Directive — Below are some rows. Repeat the part that opens with the line containing "Could you identify the long" and closes at the end of the rows, including both of those lines.

· · · · · · ·

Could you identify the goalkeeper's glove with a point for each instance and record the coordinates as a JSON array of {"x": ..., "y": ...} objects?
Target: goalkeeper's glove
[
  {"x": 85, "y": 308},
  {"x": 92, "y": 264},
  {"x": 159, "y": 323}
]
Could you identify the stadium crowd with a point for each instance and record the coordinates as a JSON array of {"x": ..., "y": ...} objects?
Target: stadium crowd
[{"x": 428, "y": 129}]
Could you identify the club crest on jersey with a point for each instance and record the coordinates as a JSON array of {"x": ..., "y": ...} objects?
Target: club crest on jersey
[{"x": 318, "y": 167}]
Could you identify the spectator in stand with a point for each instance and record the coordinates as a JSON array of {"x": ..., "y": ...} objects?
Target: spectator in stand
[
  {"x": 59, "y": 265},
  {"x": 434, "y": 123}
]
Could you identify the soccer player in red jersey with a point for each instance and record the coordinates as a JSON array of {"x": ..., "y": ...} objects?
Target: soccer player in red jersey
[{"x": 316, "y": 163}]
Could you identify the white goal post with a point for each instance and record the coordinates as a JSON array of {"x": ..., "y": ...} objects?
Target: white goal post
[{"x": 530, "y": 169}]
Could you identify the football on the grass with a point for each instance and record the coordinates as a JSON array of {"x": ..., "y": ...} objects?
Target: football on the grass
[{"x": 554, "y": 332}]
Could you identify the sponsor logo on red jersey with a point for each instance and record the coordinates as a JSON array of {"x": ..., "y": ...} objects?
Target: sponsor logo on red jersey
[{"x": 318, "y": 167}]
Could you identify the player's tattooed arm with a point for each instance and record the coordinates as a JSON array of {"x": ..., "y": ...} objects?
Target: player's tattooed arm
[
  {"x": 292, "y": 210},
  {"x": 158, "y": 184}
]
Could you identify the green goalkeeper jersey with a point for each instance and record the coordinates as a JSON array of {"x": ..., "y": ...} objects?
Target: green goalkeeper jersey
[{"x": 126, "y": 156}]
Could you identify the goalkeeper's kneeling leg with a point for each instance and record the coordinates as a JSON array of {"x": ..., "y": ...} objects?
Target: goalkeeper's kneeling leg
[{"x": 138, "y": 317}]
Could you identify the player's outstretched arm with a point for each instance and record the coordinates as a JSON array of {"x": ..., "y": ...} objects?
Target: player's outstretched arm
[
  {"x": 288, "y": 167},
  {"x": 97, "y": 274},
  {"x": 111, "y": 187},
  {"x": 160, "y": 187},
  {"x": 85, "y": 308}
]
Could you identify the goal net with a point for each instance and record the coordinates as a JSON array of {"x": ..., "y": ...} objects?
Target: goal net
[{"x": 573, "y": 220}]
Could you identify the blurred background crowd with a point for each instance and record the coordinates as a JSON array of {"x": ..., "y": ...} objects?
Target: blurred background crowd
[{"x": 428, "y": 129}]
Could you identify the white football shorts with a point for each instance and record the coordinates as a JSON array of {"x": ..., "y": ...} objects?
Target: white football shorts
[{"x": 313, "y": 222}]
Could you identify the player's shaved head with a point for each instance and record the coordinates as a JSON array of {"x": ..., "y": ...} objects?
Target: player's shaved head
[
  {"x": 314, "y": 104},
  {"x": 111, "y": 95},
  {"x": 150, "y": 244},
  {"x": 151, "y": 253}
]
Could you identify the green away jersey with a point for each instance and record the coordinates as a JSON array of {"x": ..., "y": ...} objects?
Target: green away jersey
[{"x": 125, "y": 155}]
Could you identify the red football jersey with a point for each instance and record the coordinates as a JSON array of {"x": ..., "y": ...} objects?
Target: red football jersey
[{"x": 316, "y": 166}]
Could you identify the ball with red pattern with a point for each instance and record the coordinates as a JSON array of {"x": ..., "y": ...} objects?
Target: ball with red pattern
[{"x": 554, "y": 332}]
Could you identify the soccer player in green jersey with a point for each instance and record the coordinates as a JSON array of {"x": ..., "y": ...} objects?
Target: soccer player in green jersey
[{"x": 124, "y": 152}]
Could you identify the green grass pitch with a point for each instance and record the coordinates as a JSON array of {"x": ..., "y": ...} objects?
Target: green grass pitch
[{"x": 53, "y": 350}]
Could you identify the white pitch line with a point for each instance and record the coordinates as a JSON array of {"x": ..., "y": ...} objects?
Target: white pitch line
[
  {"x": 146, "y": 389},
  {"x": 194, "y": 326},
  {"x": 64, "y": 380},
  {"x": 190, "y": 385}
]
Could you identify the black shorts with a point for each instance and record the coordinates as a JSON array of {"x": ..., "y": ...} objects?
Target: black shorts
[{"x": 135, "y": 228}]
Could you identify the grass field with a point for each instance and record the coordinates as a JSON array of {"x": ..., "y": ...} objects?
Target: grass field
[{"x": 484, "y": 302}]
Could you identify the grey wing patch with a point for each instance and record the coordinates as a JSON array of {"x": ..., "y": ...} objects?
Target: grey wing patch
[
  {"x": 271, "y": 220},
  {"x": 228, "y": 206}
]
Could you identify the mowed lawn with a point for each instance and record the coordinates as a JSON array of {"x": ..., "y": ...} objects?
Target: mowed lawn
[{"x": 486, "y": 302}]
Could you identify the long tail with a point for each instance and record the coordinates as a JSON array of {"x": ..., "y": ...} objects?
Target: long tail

· · · · · · ·

Task answer —
Could you identify the long tail with a point for each instance and record the coordinates as a JSON array of {"x": ..., "y": ...} objects?
Target: long tail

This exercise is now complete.